# Start of Input

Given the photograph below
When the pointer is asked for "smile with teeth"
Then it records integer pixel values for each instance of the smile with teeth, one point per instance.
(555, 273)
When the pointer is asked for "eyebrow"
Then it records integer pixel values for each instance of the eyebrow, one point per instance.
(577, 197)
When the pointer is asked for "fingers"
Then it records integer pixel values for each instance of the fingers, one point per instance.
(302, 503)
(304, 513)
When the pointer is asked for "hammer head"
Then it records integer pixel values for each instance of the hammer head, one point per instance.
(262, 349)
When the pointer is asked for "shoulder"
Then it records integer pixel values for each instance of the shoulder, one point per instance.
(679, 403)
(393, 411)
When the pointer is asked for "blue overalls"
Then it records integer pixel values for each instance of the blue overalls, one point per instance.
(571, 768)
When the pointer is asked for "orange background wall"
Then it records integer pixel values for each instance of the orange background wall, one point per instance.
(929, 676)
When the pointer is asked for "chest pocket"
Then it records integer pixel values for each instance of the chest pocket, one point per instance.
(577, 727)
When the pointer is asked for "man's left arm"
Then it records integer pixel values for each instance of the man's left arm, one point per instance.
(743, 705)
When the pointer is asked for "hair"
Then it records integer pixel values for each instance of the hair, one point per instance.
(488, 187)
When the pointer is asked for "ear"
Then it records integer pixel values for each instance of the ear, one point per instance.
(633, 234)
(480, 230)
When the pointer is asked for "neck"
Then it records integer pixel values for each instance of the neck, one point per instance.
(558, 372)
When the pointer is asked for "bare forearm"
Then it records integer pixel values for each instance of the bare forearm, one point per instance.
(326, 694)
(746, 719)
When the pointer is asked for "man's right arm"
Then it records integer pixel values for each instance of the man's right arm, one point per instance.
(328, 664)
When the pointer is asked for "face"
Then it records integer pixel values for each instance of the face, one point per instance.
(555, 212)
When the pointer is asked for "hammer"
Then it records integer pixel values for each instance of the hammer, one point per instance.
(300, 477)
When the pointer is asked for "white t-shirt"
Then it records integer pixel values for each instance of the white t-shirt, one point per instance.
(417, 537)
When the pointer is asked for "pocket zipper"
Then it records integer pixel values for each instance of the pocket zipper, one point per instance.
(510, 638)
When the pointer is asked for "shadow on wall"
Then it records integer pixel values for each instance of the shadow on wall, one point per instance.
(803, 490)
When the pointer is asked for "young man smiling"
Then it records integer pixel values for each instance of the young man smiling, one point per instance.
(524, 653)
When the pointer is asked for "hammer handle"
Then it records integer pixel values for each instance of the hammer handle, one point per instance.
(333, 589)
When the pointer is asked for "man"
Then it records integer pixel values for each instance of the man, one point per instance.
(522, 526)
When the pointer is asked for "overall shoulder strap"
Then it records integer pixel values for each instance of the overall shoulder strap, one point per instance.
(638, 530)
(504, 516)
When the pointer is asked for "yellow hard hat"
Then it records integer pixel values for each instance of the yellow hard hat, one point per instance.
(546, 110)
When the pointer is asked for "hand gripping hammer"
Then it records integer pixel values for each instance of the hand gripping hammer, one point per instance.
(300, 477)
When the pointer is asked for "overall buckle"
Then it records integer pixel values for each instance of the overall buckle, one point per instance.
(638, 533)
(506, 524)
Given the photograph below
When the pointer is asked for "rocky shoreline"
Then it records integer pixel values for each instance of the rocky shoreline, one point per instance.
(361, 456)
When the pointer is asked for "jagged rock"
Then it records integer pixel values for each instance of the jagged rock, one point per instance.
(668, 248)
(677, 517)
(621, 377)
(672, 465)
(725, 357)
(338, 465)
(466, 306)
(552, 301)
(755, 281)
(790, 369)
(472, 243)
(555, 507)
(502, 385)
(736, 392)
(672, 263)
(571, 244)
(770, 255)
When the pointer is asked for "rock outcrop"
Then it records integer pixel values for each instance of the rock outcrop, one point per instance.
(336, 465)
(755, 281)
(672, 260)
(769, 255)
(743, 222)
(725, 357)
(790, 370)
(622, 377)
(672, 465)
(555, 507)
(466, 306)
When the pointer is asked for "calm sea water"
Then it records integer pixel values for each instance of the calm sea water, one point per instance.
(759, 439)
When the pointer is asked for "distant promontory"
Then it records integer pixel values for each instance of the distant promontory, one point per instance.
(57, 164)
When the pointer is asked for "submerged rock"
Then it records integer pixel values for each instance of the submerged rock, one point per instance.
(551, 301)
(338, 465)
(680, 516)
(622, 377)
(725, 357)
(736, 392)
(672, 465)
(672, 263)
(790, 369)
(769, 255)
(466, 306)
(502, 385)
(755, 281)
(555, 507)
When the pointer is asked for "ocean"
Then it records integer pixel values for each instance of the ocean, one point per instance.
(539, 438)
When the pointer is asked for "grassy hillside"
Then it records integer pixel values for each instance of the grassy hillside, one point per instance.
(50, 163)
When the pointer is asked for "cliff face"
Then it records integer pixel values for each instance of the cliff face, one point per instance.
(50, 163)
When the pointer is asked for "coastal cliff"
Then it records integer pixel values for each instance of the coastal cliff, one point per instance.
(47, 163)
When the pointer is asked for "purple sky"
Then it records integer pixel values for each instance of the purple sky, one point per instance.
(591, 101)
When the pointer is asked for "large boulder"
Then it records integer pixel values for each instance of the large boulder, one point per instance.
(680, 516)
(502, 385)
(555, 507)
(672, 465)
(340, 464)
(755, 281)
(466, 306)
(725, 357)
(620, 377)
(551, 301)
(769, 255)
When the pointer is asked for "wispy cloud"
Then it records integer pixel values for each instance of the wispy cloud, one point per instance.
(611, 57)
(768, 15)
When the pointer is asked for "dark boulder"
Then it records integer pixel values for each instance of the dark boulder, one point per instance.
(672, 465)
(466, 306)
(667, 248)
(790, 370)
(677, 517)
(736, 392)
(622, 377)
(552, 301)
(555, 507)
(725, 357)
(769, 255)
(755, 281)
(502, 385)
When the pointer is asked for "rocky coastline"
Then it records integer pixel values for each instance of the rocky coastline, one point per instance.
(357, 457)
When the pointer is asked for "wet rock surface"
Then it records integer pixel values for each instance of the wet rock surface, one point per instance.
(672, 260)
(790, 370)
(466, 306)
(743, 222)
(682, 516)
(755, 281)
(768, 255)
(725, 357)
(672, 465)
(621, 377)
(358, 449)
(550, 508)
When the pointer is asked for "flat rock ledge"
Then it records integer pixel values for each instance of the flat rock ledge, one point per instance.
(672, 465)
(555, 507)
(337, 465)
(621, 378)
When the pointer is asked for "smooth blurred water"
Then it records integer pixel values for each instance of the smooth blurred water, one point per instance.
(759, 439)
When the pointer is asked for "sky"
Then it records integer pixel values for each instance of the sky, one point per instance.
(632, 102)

# End of Input

* **What is expected**: Pull out each line in the records above that contains the word "boulder", matching case exactly.

* **Solution to the exercise**:
When the pointer is asked for "large boulder"
Then it records integer pixel values for each instance of the large boulder, one point per instance.
When the pointer is asked for "dark boulder"
Then it records integer pixel values for each instance of the dark boulder, one point per instance.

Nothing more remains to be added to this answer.